══ RECORDS FOR PROCESSING

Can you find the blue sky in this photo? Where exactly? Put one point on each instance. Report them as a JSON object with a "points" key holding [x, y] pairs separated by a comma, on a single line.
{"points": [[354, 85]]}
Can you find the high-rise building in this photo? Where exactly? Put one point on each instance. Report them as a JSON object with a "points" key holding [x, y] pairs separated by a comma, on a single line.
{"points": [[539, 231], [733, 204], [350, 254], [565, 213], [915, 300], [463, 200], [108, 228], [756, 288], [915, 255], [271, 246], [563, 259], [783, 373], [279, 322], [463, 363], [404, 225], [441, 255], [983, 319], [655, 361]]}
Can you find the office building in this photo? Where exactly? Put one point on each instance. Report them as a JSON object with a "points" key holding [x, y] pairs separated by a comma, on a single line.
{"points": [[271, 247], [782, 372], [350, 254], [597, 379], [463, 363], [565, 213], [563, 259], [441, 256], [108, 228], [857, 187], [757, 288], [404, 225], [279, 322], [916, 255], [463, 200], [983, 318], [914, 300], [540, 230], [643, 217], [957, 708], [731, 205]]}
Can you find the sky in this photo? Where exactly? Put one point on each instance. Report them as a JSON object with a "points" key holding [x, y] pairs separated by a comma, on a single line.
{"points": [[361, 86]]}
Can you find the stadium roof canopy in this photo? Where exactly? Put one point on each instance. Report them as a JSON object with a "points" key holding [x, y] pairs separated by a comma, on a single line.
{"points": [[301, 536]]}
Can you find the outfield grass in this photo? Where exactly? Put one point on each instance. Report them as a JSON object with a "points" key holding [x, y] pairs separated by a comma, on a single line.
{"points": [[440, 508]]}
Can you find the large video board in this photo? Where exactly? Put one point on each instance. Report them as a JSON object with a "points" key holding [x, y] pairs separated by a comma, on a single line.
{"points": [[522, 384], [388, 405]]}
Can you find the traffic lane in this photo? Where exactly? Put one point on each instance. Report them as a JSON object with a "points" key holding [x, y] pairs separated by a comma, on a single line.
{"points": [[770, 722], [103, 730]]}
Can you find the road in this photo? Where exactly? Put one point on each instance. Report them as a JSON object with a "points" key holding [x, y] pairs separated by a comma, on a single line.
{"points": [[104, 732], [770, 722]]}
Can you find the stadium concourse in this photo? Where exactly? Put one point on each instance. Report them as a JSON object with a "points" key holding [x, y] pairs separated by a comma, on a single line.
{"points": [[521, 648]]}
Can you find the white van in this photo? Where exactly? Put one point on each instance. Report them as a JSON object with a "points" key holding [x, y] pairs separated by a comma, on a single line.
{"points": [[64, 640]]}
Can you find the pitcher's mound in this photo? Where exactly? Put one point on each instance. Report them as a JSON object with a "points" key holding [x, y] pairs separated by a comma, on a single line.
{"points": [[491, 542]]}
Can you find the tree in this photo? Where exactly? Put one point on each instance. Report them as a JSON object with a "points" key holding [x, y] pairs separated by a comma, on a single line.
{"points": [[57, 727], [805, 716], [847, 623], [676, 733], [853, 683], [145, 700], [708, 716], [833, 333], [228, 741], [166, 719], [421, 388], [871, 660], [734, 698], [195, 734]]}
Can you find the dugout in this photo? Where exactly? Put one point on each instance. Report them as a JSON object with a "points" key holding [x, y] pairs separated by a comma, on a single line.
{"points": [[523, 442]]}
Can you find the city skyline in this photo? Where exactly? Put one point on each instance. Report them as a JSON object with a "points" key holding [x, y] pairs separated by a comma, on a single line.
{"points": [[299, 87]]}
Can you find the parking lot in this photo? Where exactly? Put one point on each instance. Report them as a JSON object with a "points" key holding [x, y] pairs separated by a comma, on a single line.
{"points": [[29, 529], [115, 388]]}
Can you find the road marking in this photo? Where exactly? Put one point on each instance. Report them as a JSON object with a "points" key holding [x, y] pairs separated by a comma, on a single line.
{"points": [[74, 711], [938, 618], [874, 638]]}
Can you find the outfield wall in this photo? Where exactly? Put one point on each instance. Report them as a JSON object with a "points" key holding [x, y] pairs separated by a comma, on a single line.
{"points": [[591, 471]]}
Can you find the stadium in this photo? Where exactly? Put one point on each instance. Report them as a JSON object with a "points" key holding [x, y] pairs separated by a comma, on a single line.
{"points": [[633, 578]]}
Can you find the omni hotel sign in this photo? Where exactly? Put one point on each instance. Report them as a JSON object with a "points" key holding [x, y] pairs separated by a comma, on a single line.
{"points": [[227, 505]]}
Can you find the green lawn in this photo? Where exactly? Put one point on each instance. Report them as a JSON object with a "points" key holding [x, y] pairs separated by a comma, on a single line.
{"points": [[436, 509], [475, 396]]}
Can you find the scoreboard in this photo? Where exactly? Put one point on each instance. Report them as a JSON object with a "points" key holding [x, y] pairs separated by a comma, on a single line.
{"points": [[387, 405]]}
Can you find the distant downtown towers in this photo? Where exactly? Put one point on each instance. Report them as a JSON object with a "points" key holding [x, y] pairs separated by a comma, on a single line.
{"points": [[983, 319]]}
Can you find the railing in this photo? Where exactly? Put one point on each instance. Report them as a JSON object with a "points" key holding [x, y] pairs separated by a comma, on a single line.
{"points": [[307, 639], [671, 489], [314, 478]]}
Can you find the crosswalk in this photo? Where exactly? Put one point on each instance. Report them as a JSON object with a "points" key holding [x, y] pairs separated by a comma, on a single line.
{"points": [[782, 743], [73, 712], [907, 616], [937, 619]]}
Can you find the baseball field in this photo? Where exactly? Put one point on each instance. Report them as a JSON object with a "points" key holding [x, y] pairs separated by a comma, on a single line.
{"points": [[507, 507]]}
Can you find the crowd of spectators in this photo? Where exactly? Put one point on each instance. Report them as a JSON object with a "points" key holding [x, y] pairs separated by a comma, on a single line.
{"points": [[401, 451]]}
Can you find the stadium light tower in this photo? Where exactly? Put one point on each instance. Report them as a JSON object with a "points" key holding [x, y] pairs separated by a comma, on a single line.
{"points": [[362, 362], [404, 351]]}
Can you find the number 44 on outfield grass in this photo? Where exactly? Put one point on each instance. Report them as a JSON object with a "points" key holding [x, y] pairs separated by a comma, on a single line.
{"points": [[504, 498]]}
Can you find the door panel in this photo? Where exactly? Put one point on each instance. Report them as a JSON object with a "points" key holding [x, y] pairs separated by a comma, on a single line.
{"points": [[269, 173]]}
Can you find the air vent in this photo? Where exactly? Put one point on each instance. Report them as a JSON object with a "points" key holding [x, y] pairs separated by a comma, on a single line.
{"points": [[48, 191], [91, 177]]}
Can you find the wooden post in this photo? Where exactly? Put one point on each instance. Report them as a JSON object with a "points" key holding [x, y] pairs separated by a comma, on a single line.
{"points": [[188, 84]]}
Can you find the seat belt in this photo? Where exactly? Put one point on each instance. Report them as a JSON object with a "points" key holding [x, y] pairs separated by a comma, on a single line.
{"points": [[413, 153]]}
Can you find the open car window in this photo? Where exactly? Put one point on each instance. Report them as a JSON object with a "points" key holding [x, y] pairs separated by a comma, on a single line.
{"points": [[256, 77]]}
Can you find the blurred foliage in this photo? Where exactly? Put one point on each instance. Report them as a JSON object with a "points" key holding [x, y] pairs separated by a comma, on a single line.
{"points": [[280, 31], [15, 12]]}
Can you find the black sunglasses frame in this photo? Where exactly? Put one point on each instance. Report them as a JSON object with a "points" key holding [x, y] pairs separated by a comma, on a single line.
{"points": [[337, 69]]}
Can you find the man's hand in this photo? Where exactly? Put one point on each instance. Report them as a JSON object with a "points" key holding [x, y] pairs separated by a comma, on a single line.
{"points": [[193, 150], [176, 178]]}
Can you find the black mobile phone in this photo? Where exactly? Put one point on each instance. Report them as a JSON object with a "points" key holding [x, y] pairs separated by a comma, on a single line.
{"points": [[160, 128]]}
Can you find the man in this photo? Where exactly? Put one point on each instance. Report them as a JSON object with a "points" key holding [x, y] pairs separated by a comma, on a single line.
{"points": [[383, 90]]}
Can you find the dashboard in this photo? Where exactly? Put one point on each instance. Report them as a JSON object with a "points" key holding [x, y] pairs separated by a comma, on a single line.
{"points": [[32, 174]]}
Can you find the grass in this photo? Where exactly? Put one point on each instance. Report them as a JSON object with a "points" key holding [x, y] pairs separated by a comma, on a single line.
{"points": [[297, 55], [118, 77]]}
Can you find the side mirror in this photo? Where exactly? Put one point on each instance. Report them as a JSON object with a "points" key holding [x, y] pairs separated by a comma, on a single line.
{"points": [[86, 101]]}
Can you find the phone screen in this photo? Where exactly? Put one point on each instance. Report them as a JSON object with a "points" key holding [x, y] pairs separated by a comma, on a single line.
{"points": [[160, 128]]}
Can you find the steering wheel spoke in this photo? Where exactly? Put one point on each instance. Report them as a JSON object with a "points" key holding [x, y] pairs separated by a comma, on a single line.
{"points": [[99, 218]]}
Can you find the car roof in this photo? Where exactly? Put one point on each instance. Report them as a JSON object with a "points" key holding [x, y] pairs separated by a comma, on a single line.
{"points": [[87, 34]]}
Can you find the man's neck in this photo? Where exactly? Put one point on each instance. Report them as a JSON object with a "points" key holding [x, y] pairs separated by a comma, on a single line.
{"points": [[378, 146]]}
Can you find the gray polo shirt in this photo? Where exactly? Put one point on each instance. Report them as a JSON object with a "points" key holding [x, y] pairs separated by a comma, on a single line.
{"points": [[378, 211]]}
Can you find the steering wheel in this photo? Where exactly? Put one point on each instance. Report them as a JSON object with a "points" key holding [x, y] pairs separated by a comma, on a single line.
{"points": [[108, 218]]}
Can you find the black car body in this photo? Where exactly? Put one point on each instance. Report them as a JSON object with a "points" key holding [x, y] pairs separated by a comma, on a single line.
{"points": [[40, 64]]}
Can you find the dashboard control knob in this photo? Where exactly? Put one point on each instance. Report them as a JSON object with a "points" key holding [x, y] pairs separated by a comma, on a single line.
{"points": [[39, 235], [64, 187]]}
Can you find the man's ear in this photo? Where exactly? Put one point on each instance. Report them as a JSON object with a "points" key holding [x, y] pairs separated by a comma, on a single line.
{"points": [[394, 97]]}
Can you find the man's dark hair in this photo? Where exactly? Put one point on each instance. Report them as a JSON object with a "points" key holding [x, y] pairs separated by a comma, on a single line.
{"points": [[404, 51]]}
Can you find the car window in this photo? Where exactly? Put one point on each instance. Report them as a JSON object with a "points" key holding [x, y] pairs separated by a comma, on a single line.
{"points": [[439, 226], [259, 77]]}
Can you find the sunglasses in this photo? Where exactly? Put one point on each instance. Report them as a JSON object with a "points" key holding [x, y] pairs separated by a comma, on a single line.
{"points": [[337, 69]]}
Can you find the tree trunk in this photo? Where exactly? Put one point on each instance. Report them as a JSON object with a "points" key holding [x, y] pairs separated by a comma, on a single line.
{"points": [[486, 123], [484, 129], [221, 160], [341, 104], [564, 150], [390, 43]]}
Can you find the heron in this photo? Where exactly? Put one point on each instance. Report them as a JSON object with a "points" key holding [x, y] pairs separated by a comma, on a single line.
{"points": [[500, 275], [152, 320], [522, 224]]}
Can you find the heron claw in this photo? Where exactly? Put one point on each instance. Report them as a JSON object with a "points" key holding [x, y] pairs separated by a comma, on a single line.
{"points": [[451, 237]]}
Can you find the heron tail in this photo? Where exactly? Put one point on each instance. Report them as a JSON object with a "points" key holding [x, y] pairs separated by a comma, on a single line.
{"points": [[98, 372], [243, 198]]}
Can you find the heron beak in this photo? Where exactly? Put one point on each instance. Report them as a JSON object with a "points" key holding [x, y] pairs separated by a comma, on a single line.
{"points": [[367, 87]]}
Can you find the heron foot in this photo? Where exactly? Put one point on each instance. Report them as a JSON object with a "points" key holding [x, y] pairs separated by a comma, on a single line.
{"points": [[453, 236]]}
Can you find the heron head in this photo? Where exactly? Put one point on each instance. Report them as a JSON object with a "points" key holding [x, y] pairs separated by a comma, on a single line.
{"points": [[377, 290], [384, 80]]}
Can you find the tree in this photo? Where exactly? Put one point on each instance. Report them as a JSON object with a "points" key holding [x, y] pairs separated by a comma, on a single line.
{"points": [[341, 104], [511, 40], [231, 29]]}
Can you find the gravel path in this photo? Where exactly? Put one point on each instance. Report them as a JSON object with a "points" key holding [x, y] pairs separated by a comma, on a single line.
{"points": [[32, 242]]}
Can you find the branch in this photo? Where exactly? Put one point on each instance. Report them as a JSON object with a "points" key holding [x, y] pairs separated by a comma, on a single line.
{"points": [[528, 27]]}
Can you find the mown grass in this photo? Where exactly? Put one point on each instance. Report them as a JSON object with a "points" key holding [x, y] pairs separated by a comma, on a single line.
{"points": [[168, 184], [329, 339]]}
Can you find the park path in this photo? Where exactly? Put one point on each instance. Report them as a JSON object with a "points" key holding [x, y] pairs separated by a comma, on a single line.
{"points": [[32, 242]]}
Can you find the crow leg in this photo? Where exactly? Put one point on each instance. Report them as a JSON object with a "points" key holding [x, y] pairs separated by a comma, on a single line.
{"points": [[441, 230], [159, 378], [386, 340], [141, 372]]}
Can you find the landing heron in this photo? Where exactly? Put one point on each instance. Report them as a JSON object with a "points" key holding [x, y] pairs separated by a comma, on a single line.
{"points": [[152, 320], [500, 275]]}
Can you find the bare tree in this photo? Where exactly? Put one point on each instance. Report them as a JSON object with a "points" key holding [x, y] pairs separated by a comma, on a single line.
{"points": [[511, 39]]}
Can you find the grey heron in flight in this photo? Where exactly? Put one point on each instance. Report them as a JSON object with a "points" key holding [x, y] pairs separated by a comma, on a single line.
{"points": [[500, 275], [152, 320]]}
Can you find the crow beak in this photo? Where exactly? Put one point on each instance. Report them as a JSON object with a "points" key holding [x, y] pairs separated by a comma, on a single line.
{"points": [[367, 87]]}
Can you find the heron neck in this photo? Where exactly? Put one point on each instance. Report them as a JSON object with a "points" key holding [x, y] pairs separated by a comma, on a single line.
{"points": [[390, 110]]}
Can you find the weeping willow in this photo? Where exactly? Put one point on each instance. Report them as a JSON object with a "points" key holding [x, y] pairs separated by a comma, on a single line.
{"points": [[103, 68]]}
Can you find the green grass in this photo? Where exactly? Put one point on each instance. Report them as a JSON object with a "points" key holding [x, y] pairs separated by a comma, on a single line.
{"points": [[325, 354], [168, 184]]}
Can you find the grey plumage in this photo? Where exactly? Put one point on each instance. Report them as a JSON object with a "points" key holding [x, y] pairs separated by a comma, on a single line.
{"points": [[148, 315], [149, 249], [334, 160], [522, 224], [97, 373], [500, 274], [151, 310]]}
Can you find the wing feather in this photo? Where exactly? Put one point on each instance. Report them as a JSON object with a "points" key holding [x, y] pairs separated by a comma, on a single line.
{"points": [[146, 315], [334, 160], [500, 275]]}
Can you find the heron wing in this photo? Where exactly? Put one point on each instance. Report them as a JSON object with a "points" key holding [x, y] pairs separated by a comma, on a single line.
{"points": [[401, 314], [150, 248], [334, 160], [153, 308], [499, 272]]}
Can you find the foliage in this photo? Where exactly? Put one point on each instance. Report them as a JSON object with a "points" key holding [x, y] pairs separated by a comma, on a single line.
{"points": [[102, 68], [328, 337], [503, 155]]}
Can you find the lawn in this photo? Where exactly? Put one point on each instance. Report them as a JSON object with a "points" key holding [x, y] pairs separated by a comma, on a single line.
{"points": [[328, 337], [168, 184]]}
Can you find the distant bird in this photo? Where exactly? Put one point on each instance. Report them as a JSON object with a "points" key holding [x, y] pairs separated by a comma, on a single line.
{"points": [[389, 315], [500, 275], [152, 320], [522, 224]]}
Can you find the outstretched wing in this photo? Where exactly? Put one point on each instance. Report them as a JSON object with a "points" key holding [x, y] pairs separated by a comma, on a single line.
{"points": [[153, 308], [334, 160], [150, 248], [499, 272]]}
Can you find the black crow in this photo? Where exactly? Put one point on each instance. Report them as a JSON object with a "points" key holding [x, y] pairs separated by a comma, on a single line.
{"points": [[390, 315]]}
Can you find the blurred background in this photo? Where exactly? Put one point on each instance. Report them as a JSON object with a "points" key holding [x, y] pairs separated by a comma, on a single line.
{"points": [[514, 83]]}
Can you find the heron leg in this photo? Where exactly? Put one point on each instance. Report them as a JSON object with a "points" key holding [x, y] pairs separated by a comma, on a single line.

════

Please print the lines of the listing above, starting with the line that contains "Can you find the blurred background" and continuing through the last line of the listing, with both of those lines included.

§ **COMPLETE RESPONSE**
Can you find the blurred background in this photo? Where exactly? Put one point on each instance. Report them as a JSON object with a "points" key holding [x, y] pairs separated by a comma, on a single line.
{"points": [[514, 83]]}
Can you find the heron leg in this photo? Where exactly? Put one point on each instance. Report them as a JSON object with a "points" key holding [x, y] pairs separated by a comma, on a single line.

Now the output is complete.